▸ **Passage du texte**:

↓↓↓

Le Conseil Supérieur Musulman ainsi que le Mufti traduisent l’hésitation de Londres comme un résultat de la pression sioniste. Ils concluent qu’il faut intensifier les pressions sur Londres pour l’obliger à publier des recommandations officielles sur le statu quo selon leurs exigences et les légaliser dans l’esprit d’un Livre Blanc. Pour cela, ils intensifient les travaux de construction dans la zone de l’esplanade du Mur ainsi que leurs actions de provocation contre les sionistes, à qui ils prêtent l’intention de porter atteinte aux Lieux saints de l’Islam.

La contre-réaction juive ne tarde pas à se manifester. Des Conseils pour la défense du Mur sont institués un peu partout dans les villes, afin de rendre publiques les contrevérités arabes sur les intentions juives et d’appeler l’opinion publique mondiale à se mobiliser contre l’atteinte des droits juifs sur le Mur, perpétrée par les Britanniques et les Arabes. Les Conseils, avec à leur tête des personnalités de renom comme le journaliste Itamar Ben Avi (fils d’Eliezer Ben Yehouda) incitent même au soulèvement contre les institutions sionistes qui préconisent la modération et s’abstiennent de réagir avec force pour la défense des droits juifs sur le Mur. « Si nous optons pour le silence ou le soutien à la diplomatie de nos dirigeants sionistes, nous perdrons alors la dernière survivance de notre édifice national le plus cher – le Kotel (Mur Occidental, dit Mur des Lamentations) », écrit I. Ben Avi dans son journal Doar Hayom, le 12 août 1929 (Elyada 2006).

Cette réaction juive à la provocation arabe sert plutôt les objectifs du Mufti et du Conseil Supérieur Musulman, qui cherchent à mobiliser les Arabes dans leur lutte contre les sionistes en lui conférant une justification religieuse. La réaction juive légitime l’appel lancé aux fidèles musulmans pour protéger leurs Lieux Saints contre les sionistes. L’effervescence sur la question du Mur s’intensifie dans les deux camps mais elle n’inquiète pas plus les autorités britanniques.

↑↑↑

▸ **Entrées de la collection**:
↓↓↓

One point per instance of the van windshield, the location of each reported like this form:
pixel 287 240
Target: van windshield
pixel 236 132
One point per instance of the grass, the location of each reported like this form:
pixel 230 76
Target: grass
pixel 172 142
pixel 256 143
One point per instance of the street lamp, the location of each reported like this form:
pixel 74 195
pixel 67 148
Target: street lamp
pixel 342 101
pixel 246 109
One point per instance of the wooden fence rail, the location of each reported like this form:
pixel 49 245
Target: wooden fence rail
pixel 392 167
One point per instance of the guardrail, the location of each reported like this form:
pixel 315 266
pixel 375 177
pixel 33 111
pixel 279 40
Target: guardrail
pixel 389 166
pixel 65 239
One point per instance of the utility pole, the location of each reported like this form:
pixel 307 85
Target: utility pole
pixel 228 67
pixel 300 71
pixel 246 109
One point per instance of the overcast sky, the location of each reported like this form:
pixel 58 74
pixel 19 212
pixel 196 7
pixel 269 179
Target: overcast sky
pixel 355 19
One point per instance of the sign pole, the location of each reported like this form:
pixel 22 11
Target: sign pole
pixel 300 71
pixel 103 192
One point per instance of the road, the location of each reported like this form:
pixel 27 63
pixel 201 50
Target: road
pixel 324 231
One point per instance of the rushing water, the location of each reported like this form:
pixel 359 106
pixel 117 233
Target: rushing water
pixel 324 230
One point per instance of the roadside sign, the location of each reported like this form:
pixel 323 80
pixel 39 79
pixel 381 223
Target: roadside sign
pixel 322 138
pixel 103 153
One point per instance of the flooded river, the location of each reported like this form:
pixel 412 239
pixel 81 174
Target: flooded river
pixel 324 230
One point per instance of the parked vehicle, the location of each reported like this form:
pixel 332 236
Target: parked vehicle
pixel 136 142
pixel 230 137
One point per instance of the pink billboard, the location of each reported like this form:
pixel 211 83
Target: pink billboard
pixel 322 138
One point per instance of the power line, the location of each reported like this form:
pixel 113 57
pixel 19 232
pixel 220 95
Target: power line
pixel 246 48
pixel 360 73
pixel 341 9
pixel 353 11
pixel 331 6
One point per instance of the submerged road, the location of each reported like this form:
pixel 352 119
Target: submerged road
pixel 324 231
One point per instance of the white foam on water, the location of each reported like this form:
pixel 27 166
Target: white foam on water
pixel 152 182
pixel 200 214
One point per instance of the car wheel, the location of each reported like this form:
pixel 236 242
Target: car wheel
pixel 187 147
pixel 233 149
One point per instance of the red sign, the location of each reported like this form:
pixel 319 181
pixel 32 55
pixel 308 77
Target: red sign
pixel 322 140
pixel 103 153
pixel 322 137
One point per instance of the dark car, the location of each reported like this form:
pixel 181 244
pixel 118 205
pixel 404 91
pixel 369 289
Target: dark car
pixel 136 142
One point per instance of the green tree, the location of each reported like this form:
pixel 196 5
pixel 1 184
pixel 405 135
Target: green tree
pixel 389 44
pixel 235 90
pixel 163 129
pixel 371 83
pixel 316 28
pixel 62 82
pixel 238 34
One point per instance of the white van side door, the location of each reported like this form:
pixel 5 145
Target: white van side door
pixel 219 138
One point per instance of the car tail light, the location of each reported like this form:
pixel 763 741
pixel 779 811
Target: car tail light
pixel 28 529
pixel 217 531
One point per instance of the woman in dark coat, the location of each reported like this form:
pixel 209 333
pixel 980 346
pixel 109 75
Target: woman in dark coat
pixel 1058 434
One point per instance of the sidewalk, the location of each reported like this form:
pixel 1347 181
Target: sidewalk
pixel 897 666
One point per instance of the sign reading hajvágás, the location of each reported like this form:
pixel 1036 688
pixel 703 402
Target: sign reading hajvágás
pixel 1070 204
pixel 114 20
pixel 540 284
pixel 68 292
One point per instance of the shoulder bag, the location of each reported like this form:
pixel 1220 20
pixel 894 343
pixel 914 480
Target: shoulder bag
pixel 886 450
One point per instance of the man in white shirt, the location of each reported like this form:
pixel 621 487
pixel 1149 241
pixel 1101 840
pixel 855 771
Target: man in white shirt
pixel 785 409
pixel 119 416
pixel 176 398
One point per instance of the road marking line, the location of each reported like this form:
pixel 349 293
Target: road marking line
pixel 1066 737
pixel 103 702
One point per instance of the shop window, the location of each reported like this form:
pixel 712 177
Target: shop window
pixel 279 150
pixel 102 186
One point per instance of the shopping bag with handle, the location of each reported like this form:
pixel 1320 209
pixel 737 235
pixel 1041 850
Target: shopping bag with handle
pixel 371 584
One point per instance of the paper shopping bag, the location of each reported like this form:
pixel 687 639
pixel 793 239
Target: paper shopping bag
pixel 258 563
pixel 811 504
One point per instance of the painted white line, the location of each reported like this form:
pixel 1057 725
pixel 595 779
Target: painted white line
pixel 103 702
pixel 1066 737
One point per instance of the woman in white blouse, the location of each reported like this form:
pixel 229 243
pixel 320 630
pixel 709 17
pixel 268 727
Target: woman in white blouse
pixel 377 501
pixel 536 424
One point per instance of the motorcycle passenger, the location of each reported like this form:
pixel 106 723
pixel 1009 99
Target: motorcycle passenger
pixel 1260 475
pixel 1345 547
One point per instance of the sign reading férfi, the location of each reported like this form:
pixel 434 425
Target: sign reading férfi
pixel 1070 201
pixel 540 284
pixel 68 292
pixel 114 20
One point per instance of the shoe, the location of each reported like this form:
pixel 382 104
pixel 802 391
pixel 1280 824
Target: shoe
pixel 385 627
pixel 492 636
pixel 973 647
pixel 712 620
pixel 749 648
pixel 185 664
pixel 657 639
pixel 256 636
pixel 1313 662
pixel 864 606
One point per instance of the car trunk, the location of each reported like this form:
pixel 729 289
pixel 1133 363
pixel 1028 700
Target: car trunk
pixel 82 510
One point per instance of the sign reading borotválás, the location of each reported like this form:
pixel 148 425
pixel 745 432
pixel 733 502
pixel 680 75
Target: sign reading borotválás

↑↑↑

▸ **Consigne 1**: Dites si chacune de ces phrases est d'accord avec le passage sur le Mur, en répondant oui ou non et en citant les mots du passage qui tranchent : (a) Des Conseils pour la défense du Mur sont créés dans de nombreuses villes. (b) Itamar Ben Avi est le fils d'Eliezer Ben Yehouda. (c) L'agitation autour du Mur inquiète davantage les autorités britanniques.
▸ **Consigne 2**: D'après le passage sur le Mur, dans quel journal Itamar Ben Avi écrit-il le 12 août 1929 ?

▸ **Réponse complète 1**:
(a) Oui : « Des Conseils pour la défense du Mur sont institués un peu partout dans les villes ».
(b) Oui : « le journaliste Itamar Ben Avi (fils d’Eliezer Ben Yehouda) ».
(c) Non : « elle n’inquiète pas plus les autorités britanniques ».

▸ **Réponse complète 2**: Dans son journal Doar Hayom.